▶ _Supplied data_:
· · ·

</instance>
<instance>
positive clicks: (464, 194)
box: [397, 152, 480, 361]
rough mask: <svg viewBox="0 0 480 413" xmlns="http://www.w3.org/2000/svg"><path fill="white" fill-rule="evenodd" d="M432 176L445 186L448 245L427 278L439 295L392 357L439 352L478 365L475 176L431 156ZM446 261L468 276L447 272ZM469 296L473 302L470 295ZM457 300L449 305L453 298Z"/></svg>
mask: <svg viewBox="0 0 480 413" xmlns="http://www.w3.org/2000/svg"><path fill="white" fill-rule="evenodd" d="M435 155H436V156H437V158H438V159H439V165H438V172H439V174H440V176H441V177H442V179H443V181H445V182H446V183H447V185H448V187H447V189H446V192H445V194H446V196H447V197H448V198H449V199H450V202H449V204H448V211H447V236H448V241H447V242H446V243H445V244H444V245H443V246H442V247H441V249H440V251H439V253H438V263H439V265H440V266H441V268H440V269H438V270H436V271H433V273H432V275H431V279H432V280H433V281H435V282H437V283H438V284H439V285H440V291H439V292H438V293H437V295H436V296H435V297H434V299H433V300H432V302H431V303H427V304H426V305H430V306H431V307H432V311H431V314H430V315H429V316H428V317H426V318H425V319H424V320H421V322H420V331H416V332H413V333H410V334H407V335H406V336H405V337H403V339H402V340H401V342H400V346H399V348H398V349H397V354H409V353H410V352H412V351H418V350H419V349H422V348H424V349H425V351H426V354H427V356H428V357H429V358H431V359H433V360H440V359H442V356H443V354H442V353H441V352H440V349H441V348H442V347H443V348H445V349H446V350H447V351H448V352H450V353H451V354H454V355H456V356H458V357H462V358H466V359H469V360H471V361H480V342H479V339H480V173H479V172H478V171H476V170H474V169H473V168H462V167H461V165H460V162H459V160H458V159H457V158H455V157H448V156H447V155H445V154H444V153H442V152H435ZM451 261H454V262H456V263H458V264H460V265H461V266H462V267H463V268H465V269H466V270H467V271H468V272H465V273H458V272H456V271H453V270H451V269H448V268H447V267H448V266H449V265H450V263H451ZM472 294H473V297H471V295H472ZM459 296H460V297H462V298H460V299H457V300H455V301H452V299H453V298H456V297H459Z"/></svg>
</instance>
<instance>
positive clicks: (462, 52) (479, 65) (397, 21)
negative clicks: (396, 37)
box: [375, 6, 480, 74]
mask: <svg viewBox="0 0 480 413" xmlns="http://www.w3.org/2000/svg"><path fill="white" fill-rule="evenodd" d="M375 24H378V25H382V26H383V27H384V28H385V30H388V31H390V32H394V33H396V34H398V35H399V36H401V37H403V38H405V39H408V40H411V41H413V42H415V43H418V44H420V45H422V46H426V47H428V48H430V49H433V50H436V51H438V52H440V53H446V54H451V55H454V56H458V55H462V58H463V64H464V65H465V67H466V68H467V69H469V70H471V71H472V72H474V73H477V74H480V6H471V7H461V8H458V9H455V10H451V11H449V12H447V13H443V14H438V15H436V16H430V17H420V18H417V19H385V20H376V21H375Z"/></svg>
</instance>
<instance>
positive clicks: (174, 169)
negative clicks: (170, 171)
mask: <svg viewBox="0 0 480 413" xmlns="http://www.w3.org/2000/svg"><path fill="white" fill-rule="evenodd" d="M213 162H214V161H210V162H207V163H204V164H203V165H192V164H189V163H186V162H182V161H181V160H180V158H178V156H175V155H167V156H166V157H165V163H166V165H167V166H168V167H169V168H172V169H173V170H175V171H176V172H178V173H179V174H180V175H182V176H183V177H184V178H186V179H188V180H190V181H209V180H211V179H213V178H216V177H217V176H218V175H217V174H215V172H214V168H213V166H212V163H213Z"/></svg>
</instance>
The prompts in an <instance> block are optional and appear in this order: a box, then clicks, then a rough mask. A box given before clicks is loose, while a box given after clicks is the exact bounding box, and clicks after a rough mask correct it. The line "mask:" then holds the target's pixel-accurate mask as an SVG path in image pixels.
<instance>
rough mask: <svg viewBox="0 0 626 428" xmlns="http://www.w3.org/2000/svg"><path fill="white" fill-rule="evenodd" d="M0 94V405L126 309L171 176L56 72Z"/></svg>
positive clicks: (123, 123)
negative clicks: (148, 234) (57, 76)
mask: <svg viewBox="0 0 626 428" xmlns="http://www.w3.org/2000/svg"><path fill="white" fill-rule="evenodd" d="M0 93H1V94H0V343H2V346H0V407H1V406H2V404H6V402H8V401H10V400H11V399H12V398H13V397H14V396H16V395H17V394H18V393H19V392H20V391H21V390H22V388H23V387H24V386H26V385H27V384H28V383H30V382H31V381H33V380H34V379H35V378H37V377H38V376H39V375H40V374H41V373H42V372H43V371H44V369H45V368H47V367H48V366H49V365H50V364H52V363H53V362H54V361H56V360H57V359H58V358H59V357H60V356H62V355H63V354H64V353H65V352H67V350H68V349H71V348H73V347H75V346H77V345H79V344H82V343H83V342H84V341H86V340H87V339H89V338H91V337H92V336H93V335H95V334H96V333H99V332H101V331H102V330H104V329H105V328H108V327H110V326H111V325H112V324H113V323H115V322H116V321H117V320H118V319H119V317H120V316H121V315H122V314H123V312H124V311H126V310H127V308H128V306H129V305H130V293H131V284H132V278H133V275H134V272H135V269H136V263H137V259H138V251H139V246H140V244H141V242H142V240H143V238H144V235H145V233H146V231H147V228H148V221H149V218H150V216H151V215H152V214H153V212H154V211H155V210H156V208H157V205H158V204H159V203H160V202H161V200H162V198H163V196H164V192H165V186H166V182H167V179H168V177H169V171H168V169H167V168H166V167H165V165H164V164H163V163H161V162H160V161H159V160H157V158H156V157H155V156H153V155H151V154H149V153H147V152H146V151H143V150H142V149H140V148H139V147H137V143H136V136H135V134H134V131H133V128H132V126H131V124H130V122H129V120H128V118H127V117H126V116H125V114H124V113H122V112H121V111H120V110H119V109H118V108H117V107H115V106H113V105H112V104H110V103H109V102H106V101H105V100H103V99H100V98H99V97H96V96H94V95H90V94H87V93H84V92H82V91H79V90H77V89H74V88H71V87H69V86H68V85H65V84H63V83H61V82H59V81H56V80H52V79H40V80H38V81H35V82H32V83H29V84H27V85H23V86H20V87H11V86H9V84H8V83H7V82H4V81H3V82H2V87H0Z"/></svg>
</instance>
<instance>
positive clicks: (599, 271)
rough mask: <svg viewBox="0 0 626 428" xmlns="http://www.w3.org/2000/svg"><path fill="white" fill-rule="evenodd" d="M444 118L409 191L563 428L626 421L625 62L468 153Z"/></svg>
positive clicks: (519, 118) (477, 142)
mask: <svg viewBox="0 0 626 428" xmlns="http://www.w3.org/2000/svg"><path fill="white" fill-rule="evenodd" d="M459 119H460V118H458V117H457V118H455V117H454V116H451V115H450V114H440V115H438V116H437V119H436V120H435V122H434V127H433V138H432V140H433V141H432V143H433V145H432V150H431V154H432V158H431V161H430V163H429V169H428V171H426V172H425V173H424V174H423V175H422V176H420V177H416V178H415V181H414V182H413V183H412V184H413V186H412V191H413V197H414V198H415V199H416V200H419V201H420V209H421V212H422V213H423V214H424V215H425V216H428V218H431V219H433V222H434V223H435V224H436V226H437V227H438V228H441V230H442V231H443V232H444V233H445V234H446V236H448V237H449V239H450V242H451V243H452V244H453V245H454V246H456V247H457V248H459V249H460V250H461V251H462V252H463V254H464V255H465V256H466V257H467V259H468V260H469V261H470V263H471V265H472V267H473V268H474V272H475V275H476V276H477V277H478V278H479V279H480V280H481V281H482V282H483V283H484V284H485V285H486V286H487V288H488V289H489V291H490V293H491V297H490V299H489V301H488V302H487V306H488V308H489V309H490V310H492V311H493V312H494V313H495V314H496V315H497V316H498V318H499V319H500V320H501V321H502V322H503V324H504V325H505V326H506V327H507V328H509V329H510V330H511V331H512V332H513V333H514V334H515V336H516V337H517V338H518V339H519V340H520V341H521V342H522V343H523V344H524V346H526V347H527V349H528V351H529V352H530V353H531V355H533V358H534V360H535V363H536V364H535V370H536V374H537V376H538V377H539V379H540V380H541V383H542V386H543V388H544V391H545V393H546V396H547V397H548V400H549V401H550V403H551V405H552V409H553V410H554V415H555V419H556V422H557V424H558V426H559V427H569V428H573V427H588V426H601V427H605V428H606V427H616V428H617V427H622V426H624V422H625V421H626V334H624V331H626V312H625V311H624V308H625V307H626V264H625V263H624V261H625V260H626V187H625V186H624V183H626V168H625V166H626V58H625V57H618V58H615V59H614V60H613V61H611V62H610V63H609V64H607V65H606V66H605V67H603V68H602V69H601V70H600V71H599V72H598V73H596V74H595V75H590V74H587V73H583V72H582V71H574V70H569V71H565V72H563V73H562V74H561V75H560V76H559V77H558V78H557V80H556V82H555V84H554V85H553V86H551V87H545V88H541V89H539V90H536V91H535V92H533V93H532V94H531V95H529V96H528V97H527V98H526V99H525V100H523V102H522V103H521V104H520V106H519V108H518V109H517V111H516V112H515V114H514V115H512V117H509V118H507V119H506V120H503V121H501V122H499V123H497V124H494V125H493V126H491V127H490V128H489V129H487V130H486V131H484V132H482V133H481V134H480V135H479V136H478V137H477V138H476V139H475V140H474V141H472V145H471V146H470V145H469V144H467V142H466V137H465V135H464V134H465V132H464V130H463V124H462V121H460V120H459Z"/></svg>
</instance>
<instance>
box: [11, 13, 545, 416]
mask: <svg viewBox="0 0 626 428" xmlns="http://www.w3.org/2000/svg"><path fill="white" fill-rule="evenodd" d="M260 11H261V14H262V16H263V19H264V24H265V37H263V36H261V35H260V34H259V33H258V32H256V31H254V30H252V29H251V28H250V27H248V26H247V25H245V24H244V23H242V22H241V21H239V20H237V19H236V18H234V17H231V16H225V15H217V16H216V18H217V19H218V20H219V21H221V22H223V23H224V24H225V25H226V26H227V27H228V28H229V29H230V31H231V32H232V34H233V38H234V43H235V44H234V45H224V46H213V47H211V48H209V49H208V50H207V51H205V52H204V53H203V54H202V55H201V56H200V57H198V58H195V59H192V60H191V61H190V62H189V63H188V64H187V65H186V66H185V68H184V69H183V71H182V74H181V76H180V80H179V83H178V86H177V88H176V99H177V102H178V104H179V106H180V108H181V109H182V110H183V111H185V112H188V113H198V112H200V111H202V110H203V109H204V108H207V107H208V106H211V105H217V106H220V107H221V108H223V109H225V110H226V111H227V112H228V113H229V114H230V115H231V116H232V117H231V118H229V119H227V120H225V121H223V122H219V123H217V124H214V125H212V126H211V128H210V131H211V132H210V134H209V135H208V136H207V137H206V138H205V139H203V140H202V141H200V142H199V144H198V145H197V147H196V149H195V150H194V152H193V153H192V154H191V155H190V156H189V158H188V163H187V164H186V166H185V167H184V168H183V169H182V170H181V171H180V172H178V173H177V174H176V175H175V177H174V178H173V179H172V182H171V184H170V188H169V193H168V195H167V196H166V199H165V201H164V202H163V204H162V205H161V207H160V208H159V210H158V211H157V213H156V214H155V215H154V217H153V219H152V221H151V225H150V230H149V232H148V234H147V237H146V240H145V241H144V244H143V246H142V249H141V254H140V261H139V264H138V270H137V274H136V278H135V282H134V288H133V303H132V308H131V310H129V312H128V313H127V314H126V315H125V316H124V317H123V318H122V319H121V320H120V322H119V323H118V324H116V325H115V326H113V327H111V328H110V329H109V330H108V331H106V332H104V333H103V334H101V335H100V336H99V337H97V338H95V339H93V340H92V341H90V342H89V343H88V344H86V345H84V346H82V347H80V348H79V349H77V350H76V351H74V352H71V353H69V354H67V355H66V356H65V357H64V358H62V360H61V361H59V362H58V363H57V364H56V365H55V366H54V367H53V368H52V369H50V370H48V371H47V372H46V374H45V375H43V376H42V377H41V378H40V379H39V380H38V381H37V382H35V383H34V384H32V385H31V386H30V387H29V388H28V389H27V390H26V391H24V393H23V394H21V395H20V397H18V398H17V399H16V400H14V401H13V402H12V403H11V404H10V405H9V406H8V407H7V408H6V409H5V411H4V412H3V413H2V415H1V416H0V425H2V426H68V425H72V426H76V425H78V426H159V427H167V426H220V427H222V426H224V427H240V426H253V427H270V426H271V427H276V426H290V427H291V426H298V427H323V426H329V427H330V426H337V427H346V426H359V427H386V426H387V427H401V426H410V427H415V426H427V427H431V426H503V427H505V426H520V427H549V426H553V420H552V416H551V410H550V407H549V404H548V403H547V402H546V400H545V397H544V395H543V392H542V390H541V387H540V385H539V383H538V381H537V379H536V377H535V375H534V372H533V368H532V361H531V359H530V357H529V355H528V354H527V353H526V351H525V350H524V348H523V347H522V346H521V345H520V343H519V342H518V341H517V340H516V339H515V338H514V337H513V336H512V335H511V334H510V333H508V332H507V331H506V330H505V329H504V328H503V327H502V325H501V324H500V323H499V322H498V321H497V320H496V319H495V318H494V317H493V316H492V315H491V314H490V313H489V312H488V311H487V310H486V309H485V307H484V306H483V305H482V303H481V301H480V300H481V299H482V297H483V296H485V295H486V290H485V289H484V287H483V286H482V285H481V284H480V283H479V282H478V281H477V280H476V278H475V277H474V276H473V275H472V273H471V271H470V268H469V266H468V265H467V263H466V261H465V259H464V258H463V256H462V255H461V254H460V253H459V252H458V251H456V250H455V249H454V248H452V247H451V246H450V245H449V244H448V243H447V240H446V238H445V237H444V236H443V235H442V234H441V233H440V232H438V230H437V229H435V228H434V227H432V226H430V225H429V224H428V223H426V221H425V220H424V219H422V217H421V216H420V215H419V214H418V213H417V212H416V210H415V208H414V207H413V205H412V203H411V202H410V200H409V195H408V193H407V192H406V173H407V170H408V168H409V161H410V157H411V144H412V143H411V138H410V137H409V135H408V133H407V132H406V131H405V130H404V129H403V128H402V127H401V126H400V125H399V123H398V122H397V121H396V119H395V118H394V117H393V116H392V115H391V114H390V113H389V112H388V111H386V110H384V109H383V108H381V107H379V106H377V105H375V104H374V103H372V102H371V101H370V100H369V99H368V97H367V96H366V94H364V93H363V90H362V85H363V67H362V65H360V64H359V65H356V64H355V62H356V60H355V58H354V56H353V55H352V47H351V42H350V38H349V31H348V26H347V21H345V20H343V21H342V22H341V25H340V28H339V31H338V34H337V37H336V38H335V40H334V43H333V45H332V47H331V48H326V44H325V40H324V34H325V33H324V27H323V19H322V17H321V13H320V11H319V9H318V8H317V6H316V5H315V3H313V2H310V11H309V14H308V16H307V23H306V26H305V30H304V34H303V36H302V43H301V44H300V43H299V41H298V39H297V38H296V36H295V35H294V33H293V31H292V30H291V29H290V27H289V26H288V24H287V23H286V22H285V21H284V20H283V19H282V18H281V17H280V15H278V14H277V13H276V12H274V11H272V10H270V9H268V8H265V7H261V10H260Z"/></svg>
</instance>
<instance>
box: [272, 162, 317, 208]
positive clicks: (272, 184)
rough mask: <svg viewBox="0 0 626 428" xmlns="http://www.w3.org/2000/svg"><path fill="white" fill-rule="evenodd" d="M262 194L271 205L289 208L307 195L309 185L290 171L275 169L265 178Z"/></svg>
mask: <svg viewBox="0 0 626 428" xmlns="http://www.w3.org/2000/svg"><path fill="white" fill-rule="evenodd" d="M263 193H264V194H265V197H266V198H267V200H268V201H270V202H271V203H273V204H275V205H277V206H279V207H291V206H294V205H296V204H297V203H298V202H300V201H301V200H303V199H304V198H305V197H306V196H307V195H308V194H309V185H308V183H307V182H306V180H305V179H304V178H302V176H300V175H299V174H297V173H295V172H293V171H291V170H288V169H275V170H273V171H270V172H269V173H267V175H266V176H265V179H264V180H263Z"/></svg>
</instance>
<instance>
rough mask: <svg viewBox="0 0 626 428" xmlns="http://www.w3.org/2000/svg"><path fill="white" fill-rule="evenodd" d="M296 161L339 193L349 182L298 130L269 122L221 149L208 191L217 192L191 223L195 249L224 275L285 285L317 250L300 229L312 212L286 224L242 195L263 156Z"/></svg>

· · ·

▶ _Problem requirements_:
Starting at the line that contains "194L271 205L289 208L307", retype each line through the end of the listing above and nothing else.

▶ _Exercise solution_:
rough mask: <svg viewBox="0 0 626 428" xmlns="http://www.w3.org/2000/svg"><path fill="white" fill-rule="evenodd" d="M262 194L271 205L289 208L307 195L309 185L290 171L275 169L265 178Z"/></svg>
mask: <svg viewBox="0 0 626 428" xmlns="http://www.w3.org/2000/svg"><path fill="white" fill-rule="evenodd" d="M263 193H264V194H265V197H266V198H267V200H268V201H270V202H271V203H273V204H275V205H277V206H279V207H291V206H294V205H296V204H297V203H298V202H300V201H301V200H303V199H304V198H305V197H306V196H307V195H308V194H309V185H308V183H307V182H306V180H305V179H304V178H302V176H300V175H299V174H297V173H295V172H293V171H291V170H288V169H275V170H273V171H270V172H269V173H267V175H266V176H265V179H264V180H263Z"/></svg>
</instance>
<instance>
rough mask: <svg viewBox="0 0 626 428" xmlns="http://www.w3.org/2000/svg"><path fill="white" fill-rule="evenodd" d="M296 161L339 193L349 182L298 130L269 122L221 149L208 191L217 192L191 223L195 249L224 275L285 285L317 250L300 229L312 212L286 224L242 195L263 156Z"/></svg>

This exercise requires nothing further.